Items from a data source:
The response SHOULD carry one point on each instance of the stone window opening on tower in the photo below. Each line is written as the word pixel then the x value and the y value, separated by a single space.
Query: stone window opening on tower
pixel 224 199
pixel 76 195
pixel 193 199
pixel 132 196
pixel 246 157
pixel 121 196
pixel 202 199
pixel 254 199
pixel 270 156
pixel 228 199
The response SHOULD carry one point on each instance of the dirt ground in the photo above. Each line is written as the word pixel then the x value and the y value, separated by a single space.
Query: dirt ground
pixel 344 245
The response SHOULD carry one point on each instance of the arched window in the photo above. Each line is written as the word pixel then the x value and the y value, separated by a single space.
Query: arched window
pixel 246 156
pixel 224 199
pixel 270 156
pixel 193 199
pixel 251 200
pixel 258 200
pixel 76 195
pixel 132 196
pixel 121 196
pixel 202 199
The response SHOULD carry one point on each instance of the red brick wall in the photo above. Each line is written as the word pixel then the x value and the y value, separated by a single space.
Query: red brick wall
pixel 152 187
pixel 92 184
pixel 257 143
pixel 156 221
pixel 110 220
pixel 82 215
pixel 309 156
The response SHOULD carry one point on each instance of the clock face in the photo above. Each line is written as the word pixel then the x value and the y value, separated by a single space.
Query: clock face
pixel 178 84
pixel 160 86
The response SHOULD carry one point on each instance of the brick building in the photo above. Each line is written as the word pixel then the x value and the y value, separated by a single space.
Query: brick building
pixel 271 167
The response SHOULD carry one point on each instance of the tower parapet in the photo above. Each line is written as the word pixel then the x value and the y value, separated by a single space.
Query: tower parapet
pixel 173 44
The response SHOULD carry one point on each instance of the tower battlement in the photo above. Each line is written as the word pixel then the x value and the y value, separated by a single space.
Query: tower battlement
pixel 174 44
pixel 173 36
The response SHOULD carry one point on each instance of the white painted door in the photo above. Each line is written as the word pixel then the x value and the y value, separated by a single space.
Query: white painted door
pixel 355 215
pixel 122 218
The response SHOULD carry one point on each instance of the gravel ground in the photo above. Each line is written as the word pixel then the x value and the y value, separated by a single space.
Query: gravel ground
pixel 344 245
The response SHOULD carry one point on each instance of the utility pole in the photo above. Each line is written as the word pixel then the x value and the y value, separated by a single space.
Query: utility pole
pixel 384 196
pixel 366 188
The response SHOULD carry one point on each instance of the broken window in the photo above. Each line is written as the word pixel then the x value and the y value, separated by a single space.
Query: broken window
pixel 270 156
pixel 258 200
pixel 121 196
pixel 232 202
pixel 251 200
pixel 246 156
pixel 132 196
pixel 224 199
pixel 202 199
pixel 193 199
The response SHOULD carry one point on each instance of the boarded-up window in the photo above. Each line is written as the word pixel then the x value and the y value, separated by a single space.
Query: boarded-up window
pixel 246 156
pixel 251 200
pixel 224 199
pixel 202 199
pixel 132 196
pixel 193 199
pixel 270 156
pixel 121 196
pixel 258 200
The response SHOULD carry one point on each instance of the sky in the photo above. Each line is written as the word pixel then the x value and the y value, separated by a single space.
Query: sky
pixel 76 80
...
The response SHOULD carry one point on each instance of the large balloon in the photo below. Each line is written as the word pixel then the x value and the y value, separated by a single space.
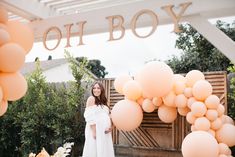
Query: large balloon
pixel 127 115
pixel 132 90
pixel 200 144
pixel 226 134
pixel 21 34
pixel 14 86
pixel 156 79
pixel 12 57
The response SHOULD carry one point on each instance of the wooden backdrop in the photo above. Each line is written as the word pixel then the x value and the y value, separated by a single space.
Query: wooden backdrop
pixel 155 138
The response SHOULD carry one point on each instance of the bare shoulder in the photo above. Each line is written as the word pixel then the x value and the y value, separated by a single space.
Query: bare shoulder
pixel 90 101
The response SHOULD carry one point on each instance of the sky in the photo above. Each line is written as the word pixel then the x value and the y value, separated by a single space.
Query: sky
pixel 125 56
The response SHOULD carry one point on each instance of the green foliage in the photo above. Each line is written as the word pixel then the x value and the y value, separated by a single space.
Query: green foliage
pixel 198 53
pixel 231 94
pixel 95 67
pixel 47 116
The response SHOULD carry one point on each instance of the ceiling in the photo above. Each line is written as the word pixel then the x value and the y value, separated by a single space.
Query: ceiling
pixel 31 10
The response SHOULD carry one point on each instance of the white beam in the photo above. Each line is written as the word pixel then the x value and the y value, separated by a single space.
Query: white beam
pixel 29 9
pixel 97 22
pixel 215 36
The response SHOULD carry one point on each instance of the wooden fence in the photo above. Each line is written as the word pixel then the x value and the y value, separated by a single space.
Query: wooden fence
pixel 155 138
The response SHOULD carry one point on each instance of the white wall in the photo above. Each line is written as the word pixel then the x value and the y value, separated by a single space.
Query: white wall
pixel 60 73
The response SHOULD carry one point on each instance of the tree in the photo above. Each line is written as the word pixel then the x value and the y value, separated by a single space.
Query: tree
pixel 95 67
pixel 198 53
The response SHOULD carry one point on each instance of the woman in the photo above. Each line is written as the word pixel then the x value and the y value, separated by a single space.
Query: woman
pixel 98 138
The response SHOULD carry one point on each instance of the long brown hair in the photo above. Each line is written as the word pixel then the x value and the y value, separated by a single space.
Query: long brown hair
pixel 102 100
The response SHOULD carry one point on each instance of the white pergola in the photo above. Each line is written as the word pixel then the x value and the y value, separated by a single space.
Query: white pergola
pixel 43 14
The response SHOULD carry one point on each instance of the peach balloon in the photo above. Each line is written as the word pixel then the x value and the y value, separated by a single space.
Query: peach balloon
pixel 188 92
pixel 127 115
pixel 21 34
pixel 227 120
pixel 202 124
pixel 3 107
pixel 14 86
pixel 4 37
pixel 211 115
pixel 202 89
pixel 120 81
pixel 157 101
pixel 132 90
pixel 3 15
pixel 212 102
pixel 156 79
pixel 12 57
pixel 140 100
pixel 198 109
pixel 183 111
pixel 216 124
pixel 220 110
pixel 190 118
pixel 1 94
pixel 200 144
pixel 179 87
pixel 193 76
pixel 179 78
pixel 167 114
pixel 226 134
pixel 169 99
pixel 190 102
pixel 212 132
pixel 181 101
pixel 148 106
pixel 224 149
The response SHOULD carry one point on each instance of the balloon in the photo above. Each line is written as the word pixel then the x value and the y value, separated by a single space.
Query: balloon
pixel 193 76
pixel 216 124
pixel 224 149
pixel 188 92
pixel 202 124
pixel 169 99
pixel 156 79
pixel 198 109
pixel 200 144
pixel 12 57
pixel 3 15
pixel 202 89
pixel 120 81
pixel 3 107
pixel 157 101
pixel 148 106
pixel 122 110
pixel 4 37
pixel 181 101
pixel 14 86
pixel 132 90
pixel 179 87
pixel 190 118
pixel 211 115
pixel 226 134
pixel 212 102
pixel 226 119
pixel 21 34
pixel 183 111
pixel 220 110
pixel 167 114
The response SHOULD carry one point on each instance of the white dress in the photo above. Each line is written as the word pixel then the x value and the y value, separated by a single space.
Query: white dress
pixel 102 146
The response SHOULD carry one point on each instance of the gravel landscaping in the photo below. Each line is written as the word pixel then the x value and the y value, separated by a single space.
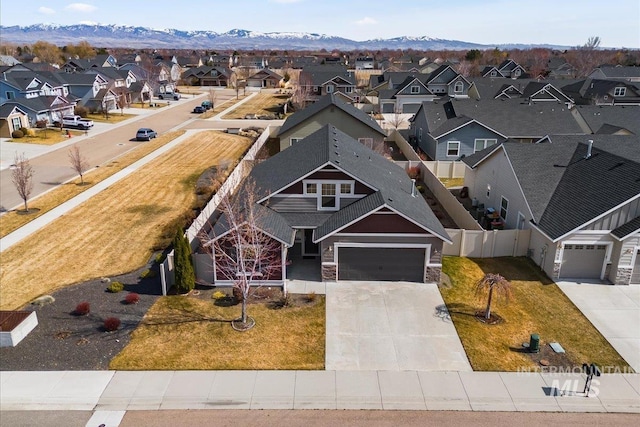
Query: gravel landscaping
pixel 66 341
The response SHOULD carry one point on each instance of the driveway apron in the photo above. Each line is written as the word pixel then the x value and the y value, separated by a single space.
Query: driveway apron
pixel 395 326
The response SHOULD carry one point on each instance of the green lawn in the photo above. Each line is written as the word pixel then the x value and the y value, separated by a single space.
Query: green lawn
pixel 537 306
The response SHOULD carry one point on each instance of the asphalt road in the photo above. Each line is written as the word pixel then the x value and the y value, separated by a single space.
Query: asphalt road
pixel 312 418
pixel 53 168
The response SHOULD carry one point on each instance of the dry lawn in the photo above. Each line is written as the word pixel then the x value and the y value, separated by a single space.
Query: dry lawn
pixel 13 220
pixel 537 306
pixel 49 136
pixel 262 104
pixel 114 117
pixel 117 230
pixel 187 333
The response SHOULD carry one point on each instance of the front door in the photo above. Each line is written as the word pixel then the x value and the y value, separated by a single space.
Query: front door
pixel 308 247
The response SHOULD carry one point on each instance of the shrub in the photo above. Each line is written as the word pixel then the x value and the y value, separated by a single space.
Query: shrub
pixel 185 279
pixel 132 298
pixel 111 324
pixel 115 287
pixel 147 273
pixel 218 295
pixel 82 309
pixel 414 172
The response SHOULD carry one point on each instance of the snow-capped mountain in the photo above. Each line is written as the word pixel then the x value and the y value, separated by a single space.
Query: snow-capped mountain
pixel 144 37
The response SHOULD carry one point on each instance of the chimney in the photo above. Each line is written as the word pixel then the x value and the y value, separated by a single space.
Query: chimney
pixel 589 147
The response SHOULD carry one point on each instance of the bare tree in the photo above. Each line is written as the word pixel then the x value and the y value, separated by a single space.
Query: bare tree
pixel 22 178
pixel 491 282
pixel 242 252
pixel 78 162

Exercise details: Looking above, find the stretch of lines that opens with the one holding "of the large" and closes with the one holding "the green foliage". Copy it exactly, pictures excluded.

Solved exercise:
The response SHOULD carry one point on each instance of the large balloon in the photo below. Each line is written as the word pixel then the x value and the y value, separated by a single space.
Query: large balloon
pixel 127 115
pixel 132 90
pixel 200 144
pixel 226 134
pixel 21 34
pixel 14 86
pixel 156 79
pixel 12 57
The response SHOULD carry one point on each instance of the wooden backdrop in the photo above. Each line is written as the word pixel then the x value and the y value, separated by a single space.
Query: wooden backdrop
pixel 155 138
The response SHOULD carry one point on each instance of the bare shoulder in the photo above. Each line is written as the word pixel then the x value and the y value, separated by a single space.
Query: bare shoulder
pixel 90 101
The response SHOULD carry one point on each instance of the sky in the photo above. Each line is written as the word pixel then the x value and the y value, separated by a single space.
Query: sky
pixel 125 56
The response SHOULD carry one point on each instance of the green foliage in the photo above. Each line is written as the word pixel then the x value and the y value, separated by a single space.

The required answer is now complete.